The task>
Please write out everything from the entry containing "Guideline: the keypoint for each instance of the field" down to the end of the entries, requests included, raising every coordinate in the answers by 69 and leaving the requests and their format samples unchanged.

[Start Given information]

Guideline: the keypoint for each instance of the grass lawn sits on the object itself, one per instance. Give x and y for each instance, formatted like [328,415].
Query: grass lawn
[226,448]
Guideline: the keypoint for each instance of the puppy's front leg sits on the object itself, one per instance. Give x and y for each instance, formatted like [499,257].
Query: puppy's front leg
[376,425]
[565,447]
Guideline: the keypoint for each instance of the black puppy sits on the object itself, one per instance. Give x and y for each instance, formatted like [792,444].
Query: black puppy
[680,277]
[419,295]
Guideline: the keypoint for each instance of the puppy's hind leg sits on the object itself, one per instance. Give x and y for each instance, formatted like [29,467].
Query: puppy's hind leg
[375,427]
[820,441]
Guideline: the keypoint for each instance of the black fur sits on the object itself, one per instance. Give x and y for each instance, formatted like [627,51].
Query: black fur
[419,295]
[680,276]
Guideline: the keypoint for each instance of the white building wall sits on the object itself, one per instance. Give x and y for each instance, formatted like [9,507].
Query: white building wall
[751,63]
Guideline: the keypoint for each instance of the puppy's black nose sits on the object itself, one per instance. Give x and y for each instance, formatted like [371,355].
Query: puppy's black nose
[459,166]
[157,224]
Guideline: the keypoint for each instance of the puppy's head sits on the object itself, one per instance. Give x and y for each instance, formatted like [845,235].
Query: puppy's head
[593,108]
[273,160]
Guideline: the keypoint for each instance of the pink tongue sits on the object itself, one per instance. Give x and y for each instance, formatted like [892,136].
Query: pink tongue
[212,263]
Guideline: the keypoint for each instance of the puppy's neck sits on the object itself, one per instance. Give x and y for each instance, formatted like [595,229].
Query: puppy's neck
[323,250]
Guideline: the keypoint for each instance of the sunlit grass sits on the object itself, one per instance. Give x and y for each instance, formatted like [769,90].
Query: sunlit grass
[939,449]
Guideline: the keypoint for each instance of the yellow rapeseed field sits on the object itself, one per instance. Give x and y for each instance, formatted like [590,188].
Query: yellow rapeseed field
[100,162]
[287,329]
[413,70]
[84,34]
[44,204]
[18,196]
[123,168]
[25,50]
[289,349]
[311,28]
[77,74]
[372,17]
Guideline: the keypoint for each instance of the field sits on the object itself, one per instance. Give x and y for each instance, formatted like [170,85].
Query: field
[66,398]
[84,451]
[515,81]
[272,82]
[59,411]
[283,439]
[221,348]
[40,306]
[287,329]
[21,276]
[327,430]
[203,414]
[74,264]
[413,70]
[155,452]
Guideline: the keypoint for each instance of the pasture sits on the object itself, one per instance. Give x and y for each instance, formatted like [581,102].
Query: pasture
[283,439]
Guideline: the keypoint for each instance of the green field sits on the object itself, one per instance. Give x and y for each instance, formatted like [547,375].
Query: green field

[End Given information]

Written reply>
Guideline: the keypoint for each instance of the field sits on the object itself, one per instance. Give x and y for each instance, formatted like [170,85].
Query: field
[135,467]
[153,520]
[584,150]
[341,151]
[128,480]
[352,508]
[290,417]
[109,375]
[356,398]
[90,345]
[396,499]
[272,483]
[143,333]
[482,139]
[224,521]
Guideline: the keypoint for each instance of the pasture sits on the object itself, one per instance. Give x and y for each instance, formatted like [581,102].
Query: pasture
[352,508]
Guideline: the keypoint for each instance of the green field sits on the object itself, one per instance. Give x and y for each instance, formatted like [547,375].
Query: green field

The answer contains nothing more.